§ **EXERCISE DIRECTIONS**
Rewrite the lines below, changing every "bounding boxes" to "box outlines" and leaving everything else the same.

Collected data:
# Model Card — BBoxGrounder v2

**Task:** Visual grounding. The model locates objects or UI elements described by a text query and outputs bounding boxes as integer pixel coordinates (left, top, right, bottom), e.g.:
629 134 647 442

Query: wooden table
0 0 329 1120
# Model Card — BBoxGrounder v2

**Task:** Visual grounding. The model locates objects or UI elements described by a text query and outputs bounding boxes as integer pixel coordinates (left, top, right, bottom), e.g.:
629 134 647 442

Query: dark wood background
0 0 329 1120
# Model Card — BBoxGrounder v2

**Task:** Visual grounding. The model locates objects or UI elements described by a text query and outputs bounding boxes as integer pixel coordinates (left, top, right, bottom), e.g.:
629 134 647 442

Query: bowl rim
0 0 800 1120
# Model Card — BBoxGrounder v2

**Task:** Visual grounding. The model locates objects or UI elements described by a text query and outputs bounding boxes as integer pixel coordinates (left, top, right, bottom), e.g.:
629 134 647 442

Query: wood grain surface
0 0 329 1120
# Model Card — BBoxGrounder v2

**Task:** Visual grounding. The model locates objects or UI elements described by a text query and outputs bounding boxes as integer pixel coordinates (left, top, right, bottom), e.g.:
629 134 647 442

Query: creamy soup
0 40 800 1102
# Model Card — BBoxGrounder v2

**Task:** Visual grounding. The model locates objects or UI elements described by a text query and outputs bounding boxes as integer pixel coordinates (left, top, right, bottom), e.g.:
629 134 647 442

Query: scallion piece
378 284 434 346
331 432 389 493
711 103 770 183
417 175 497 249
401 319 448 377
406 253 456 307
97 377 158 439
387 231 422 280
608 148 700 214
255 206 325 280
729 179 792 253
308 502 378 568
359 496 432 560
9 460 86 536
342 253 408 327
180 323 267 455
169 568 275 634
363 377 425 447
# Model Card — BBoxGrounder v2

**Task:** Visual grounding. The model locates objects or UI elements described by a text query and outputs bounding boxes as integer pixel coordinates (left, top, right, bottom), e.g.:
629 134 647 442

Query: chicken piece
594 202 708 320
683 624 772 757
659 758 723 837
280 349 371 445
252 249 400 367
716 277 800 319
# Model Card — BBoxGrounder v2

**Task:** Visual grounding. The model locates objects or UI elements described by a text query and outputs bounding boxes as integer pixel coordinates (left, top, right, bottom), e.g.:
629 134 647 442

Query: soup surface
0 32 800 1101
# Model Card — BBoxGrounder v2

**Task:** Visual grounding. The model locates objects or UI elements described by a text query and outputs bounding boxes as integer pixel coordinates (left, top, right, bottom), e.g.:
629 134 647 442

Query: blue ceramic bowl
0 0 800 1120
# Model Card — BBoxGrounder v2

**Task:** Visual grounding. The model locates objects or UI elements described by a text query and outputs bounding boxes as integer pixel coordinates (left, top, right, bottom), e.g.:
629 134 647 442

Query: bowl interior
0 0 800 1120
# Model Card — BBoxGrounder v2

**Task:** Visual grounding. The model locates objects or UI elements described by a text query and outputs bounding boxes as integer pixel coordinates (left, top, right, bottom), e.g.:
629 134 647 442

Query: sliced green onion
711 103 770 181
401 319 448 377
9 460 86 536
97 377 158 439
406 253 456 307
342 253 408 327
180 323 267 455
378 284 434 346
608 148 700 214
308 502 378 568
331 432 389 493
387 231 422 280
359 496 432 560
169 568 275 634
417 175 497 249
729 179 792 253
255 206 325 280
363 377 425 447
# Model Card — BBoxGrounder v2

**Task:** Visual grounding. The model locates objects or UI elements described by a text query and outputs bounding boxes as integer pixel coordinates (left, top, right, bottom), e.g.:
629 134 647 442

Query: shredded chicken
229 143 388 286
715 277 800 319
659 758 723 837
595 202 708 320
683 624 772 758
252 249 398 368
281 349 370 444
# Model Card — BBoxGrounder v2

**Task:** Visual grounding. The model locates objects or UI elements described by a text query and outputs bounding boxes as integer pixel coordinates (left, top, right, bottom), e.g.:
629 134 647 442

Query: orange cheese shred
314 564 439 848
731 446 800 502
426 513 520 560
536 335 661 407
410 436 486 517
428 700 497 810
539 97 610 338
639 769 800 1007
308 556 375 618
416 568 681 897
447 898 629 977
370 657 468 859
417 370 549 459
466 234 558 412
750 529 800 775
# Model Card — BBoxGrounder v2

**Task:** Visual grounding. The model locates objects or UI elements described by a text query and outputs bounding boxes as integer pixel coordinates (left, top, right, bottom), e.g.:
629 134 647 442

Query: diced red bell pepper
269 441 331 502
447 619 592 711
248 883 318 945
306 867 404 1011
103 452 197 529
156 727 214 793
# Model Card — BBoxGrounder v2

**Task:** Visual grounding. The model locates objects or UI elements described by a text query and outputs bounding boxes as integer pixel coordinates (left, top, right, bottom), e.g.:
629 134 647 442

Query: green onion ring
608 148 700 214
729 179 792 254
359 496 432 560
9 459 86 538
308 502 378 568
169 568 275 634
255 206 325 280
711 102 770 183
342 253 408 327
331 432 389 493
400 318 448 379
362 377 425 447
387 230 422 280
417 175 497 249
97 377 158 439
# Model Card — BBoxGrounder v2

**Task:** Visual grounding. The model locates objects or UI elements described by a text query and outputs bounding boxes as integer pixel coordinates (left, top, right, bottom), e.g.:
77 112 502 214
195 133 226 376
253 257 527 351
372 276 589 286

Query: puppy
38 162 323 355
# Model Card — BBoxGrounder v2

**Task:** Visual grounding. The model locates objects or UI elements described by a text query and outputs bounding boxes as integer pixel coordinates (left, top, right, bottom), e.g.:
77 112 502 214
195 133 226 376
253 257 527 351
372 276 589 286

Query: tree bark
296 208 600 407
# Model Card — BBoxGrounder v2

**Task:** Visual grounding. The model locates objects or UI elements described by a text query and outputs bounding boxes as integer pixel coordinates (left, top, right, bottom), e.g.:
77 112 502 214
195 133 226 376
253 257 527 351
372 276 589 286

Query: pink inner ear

§ **REPLY**
# Model Card — BBoxGrounder v2

**Task:** Visual grounding. The model locates objects or UI elements described by a text query and outputs box outlines as integer pixel coordinates (left, top, right, bottom), e.g.:
629 134 647 442

Query: wooden table
0 0 329 1120
# Model Card — BBoxGrounder v2

**Task:** Visual grounding. The model locates objects or UI elements described by a text query and outputs box outlines as integer pixel coordinates (left, top, right, bottom), e.g.:
629 134 647 442

Query: dark wood background
0 0 329 1120
# Model Card — BBoxGrounder v2

**Task:** Visual grounding. The model locates objects or UI elements described by a text query and outputs box outlines as integer pixel coordinates (left, top, right, bottom), e.g.:
629 134 647 442

Query: bowl rim
0 0 800 1120
# Model Card — BBoxGrounder v2

**Task:** Visual grounding. The model locates objects or UI elements described by a text query and outputs box outlines as integer pixel coordinates (left, top, right, bottom), e.g.:
629 134 647 442

Query: wood grain surface
0 0 329 1120
# Model Card — BBoxGrounder v2

**Task:** Visual grounding. The model locates objects or UI elements described by a text query and outputs box outlines as integer pixel coordinates (left, top, right, bottom), e.g.:
629 134 647 442

Query: creamy soup
0 40 800 1102
# Model Card — BBoxGrounder v2

**Task:** Visual grounding. The model locates objects or UI elements described by a text query and outputs box outlines as integer pixel coordinates (left, top, right, bottom), e.g.:
629 134 647 442

Query: scallion piece
378 284 434 346
331 432 389 493
711 103 770 183
417 175 497 249
401 319 448 377
406 253 456 307
97 377 158 439
387 231 422 280
608 148 700 214
255 206 325 280
729 179 792 253
308 502 378 568
359 496 432 560
9 460 86 536
342 253 408 327
180 323 267 455
169 568 275 634
363 377 425 447
# Model Card — BBoxGrounder v2

**Task:** Visual grounding. The model locates objects or UI elements described by a text query and outputs box outlines as integer pixel coordinates (left, top, right, bottom), e.g.:
629 134 647 442

Query: chicken piece
594 202 708 320
683 624 772 757
659 758 723 837
280 349 371 445
252 249 400 367
716 277 800 319
# Model Card — BBoxGrounder v2

**Task:** Visual grounding. The model locates objects or UI elements described by a text query and outputs box outlines as integer pixel coordinates (left, top, right, bottom), e.g.:
629 134 647 442

Query: soup surface
0 32 800 1101
# Model Card — BBoxGrounder v2

**Task:** Visual grounding. The model locates objects or UI elements described by a text query and outputs box outlines as integer pixel coordinates (left, top, right, bottom), e.g.:
629 134 647 442

Query: blue ceramic bowl
0 0 800 1120
# Model Card — BBoxGrounder v2

**Task:** Visual grounding. The model locates objects or UI elements described by a text query and outputs box outlines as integer pixel coordinates (left, top, right, bottom), e.g.:
629 134 647 442

Query: bowl interior
0 0 800 1120
# Model Card — BBoxGrounder v2

**Task:** Visual grounding. The model locates objects or UI elements described by a text query and outputs box outlines as integer pixel coordinates (left, top, right, bottom), e.g.:
629 134 647 442

Query: sliced green onion
711 103 770 181
401 319 448 377
9 460 86 536
97 377 158 439
406 253 456 307
342 253 408 327
180 323 267 455
378 284 434 346
608 148 700 214
308 502 378 568
331 432 389 493
387 231 422 280
359 496 432 560
169 568 275 634
417 175 497 249
729 179 792 253
255 206 325 280
363 377 425 447
# Model Card — BBoxGrounder v2

**Task:** Visual grounding. The model locates objects or UI elements described by a text query and outputs box outlines as integer pixel coordinates (left, top, right, bottom), e.g.:
629 134 647 442

Query: shredded chicken
229 143 388 286
715 277 800 319
659 758 723 837
595 202 708 320
683 624 772 758
252 249 398 368
281 349 370 444
# Model Card — BBoxGrounder v2

**Task:** Visual grounding. The model locates objects or UI elements described by a text query and outputs box outlines as integer pixel coordinates (left, top, right, bottom), e.g.:
629 134 647 442

Query: orange cheese shred
314 564 439 848
731 446 800 502
426 513 520 560
536 335 661 407
410 436 486 517
428 700 497 810
539 97 610 338
639 769 800 1007
308 556 375 618
416 568 681 897
447 898 629 977
370 657 468 859
417 370 549 459
466 234 558 412
750 529 800 775
# Model Card — BBoxGrounder v2

**Task:** Visual grounding. The model locates objects or UI elements described by a text query and outputs box outlines as integer pixel coordinates (left, top, right, bottom), e.g.:
629 134 647 442

Query: diced red bell pepper
269 441 331 502
447 619 592 711
248 883 318 945
306 867 404 1011
103 452 197 529
156 727 214 793
# Model Card — BBoxGrounder v2

**Task:** Visual grounding. The model locates objects or UI elements described by a text query and outputs box outlines as integer pixel coordinates (left, top, right, bottom), e.g.:
629 134 647 442

Query: green onion ring
608 148 700 214
729 179 792 254
359 496 432 560
9 459 86 538
308 502 378 568
169 568 275 634
255 206 325 280
711 102 770 183
342 253 408 327
331 432 389 493
400 318 448 379
362 377 425 447
387 230 422 280
417 175 497 249
97 377 158 439
# Model Card — BBoxGrounder v2

**Task:** Visual grounding. The model locates objects or UI elements described by a text query and outputs box outlines as integer pixel coordinates (left, top, right, bottom), e.g.:
77 112 502 214
195 133 226 376
253 257 527 351
372 276 589 286

Query: puppy
38 162 323 355
# Model Card — BBoxGrounder v2

**Task:** Visual grounding. The model locates objects or UI elements described by a text query and outputs box outlines as integer pixel coordinates (left, top, right, bottom), e.g.:
77 112 502 214
195 133 226 376
253 257 527 351
372 276 589 286

Query: tree bark
296 208 600 407
# Model Card — BBoxGrounder v2

**Task:** Visual grounding. The model locates objects or UI elements described by a text query and outputs box outlines as integer pixel coordinates (left, top, right, bottom), e.g.:
77 112 502 214
195 133 226 376
253 257 527 351
372 276 589 286

Query: pink inner ear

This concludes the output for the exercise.